PASSAGE PROVIDED:
.....

Memphis was the only city in the worldwide study where two sites were enrolling patients — Baptist Memorial Health Care Corp. and Methodist Le Bonheur Healthcare.

Following approval, dozens of physicians came to MERI for WEB training.

“I’ve personally taught hundreds, maybe thousands, of neurosurgeons at the MERI on many devices,” Arthur said. “It’s a funny thing that Memphis is a spot on the map for this kind of thing.”

In 1992, Foley set out to create an institution of learning using cadaver material that would become instrumental in turning open surgery into minimally invasive surgery.

“The inspiration for hands-on training in an anatomy lab came when, at Walter Reed Medical Center in Washington, I noticed a gap in physicians’ continuing medical education and real-world training,” Foley said. “When I came to Memphis to work for Semmes-Murphey Neurologic & Spine Institute, I wanted to create a ‘hands-on’ training facility so established surgeons in any subspecialty could learn the latest techniques.”

The six labs within the facility at 44 S. Cleveland mimic an operating room environment with surgical tables, X-ray machines, drills and other instruments used in surgery.

Fifty to 60 surgeons can learn a new procedure at one time. Television screens are paired with each surgical table so the surgeon students can get a better view of the lead faculty surgeon.

In 2018, MERI hosted 1,325 courses, training 28,985 doctors.

.....

SOURCE INFORMATION:
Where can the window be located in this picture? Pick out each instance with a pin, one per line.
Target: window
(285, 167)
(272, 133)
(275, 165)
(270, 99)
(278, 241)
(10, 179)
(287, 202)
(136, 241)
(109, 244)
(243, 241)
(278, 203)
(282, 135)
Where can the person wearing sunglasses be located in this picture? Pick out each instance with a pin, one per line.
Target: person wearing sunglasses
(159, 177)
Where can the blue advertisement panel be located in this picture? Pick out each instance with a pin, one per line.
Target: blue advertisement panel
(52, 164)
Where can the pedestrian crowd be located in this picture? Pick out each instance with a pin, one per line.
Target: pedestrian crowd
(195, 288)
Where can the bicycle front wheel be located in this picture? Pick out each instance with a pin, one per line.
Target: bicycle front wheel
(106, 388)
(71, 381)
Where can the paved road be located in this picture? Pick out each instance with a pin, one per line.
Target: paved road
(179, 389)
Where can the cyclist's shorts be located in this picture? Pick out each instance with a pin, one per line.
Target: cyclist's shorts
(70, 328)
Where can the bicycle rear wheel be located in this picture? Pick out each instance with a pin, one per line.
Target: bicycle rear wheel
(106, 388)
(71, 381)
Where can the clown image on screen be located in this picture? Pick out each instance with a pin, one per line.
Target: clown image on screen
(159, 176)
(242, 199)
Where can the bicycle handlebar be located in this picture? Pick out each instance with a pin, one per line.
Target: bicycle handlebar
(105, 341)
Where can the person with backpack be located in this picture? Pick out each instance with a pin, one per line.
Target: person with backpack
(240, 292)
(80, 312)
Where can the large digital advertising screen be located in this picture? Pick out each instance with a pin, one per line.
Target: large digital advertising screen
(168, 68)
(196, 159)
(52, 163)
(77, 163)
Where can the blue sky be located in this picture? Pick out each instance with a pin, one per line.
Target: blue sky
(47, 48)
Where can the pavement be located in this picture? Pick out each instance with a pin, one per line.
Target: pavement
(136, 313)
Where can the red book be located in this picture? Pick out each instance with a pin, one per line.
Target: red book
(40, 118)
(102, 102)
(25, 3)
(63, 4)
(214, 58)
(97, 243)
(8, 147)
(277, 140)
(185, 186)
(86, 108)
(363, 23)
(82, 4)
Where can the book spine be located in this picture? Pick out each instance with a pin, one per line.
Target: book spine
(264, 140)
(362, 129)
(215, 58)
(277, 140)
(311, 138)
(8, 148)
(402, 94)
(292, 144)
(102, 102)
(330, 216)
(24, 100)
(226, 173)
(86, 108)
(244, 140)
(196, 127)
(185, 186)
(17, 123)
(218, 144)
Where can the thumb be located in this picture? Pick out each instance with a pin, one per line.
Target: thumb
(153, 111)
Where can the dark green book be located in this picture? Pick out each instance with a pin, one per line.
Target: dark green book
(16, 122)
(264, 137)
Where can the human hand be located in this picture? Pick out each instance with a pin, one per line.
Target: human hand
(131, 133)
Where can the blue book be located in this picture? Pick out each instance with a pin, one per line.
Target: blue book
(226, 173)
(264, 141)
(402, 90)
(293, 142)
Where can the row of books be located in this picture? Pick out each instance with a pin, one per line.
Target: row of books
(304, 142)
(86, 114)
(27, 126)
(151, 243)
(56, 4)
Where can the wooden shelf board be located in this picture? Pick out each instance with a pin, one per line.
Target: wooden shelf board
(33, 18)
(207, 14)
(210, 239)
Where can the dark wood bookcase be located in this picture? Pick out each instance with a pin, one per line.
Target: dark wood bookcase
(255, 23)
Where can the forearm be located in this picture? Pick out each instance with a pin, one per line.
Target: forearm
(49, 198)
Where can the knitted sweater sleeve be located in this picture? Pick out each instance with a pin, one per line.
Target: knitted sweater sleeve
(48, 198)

.....

TASK SET:
- A) Translate this sentence from the MERI passage into Spanish: "In 2018, MERI hosted 1,325 courses, training 28,985 doctors."
- B) Please copy the part of the MERI passage starting at "In 1992, Foley" and ending at "minimally invasive surgery.".
- C) According to the MERI passage, how many surgeons can learn a new procedure at one time?
The data above are separate from the MERI passage.

RESULTS FOR EACH TASK:
- A) En 2018, MERI organizó 1.325 cursos y formó a 28.985 médicos.

- B)
In 1992, Foley set out to create an institution of learning using cadaver material that would become instrumental in turning open surgery into minimally invasive surgery.

- C) Fifty to 60 surgeons.